===== ENTRIES =====

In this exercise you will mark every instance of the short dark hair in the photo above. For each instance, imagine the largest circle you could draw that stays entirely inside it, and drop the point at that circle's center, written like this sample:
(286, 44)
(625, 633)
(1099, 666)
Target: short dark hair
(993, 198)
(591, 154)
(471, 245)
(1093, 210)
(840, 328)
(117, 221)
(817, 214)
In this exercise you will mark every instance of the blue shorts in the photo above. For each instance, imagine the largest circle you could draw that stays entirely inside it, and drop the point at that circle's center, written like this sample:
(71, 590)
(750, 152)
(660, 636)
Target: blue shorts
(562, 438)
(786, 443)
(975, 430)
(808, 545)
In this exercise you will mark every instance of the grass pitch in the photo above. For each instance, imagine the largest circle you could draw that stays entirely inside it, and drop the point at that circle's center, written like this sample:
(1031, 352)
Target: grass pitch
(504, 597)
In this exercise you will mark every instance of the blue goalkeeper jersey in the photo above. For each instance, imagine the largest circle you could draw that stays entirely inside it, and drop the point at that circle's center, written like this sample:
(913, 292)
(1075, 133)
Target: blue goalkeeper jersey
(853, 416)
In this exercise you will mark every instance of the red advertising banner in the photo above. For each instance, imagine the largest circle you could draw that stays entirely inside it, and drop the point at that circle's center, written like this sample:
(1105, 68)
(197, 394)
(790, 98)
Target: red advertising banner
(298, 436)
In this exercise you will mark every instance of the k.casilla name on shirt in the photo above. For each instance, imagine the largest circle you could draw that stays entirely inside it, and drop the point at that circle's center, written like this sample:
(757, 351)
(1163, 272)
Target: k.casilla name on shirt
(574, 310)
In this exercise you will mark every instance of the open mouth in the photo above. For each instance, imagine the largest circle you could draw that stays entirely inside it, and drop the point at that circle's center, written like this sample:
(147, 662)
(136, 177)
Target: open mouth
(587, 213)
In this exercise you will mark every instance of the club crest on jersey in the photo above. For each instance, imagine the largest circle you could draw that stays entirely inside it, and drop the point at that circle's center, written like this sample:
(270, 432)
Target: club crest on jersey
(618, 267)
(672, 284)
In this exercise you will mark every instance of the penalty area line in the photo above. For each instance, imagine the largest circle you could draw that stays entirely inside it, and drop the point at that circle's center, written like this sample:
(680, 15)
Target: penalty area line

=====

Extract the lines above from the one containing "the blue goalkeeper" to the last line, both included, exactly as written.

In this exercise you will mark every instance of the blue goalkeeper jersey in the photo above. For each instance, imagine the largest circle you could draw that stays entirely inside it, and drop the point at that circle's center, written like this sample:
(913, 292)
(1075, 133)
Target: blue goalkeeper jersey
(853, 416)
In this exercise you will mark every instance of the red advertising banner in the photo above. For each instance, imagine the largest circle you could draw that stays entirely inside it, and drop the point at that circle's center, written like this sample:
(1105, 68)
(197, 394)
(790, 98)
Target: red advertising banner
(298, 436)
In this exercise you will mark every instance of the k.casilla name on shirt in the photo above. For each instance, imagine the largest circle you could draw that stays entirely inside it, and drop the point at that circle's center, written like this sample:
(757, 351)
(1163, 272)
Target: k.casilla name on shirt
(574, 310)
In this exercise you will mark every instance of the open mouth in the photo above. For each instance, imagine the largest circle you could draw that stays entirely inside it, and drop the point at that circle's center, written like this sample:
(147, 662)
(136, 177)
Target: open mouth
(587, 213)
In this exercise you will mark every instance of the club crest on jersey in the photo above. For each instance, imagine the largest circle you could draw that stays entirely inside it, and drop the point at that circle's center, written like this sample:
(270, 432)
Target: club crest on jersey
(618, 267)
(672, 284)
In this exercise you will mark every instance of the penalty area line in the photo above. For each instance, imagine the largest circle you could draw that stays entirely inside it, and drop the point at that circle's center, written like this sample:
(680, 15)
Target: penalty area line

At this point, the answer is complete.